Document section —

________________

Major League Baseball in Milwaukee dates back to 1901 when the Milwaukee Brewers, a leftover team from the Western League, remained behind before becoming the St. Louis Browns in 1902. A half-century later, big-league baseball returned when the Boston Braves during Spring Training of 1953 moved to Milwaukee. The Braves were highly successful in Milwaukee, winning one World Series and two National League Pennants. Despite never posting a losing record, the Braves moved to Atlanta in 1966, leaving Milwaukee heartbroken. 

Over the next few years, Bud Selig, a used car salesman who had been a minority owner of the Braves, tried to land an expansion team. When those efforts failed, he attempted to lure away the Chicago White Sox, who played several regular-season games in 1968 and 1969. At the same four new expansion teams joined American and National Leagues in 1969. Those teams were the Montreal Expos, San Diego Padres, Kansas City Royals, and Seattle Pilots. 

The Kansas City Royals and Seattle Pilots were the American League expansion, teams. They were initially going to be added in 1971. However, pressure by a Missouri senator Stuart Symington rushed the process. The city of Seattle was not prepared for a team in 1969 as they rushed to expand the capacity of Sick’s Stadium, a minor league field, that could not handle the added capacity. The Pilots would finish last with a record of 64-98 in 1969, as the team’s finances collapsed. 

When the Seattle Pilots arrived in Spring Training in Tempe, Arizona, in 1970, the future of the franchise was up in the air. The team had been and out of court all winter. Dewy Soriano, the team president, had brokered a deal to sell the Pilots to Bud Selig with the intent to move to Milwaukee. Owners approved the move, but the State of Washington filed an injunction to keep the Pilots in Seattle. Local ownership groups tried to save the Pilots, matching the $10 million offered by Selig. However, the deal fell through when a bill came due on a $4 million loan from the Bank of California to pay for start-up costs.

________________

Material shown —
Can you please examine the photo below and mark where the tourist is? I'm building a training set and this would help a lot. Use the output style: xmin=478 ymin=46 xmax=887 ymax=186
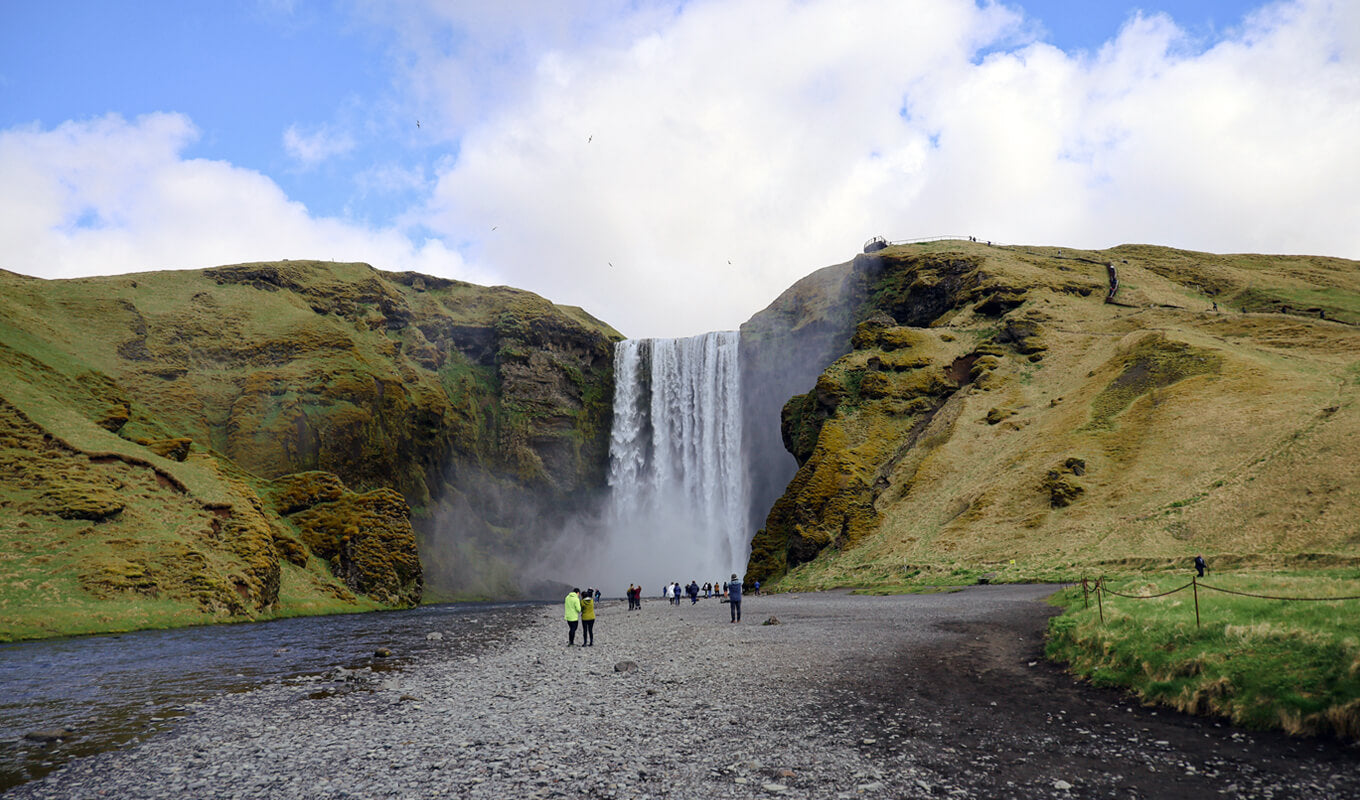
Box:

________________

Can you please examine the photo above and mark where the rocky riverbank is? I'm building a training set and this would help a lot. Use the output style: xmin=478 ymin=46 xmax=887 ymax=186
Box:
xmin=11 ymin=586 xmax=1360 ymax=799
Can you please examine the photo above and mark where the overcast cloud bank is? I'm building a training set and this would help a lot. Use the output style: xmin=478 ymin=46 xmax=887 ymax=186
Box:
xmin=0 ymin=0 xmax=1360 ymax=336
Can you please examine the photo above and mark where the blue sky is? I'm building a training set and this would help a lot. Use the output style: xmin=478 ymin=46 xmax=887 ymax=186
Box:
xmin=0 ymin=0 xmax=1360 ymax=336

________________

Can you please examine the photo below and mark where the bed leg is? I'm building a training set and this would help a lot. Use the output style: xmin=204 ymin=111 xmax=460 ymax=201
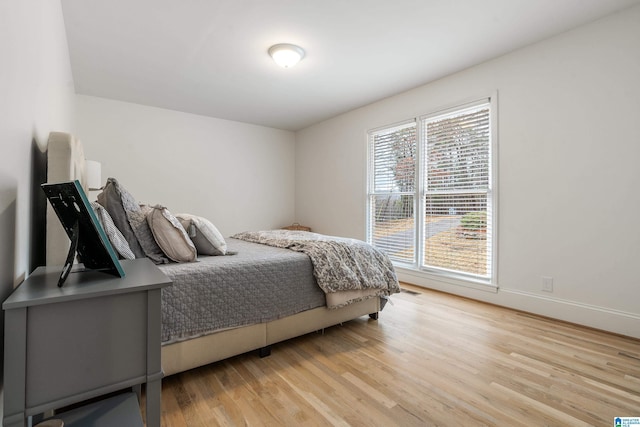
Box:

________________

Instruction — For each statement, say yes or no depending on whether it agrees with the excerpt on Milwaukee baseball history, and quote the words that decide it: (a) The Braves won two World Series while in Milwaukee. (b) The Seattle Pilots finished last in 1969 with a record of 64-98. (c) Local ownership groups offered more money than Selig for the Pilots. The material comes from a different source than the text.

Exercise result —
(a) No: "winning one World Series and two National League Pennants."
(b) Yes: "The Pilots would finish last with a record of 64-98 in 1969."
(c) No: "matching the $10 million offered by Selig."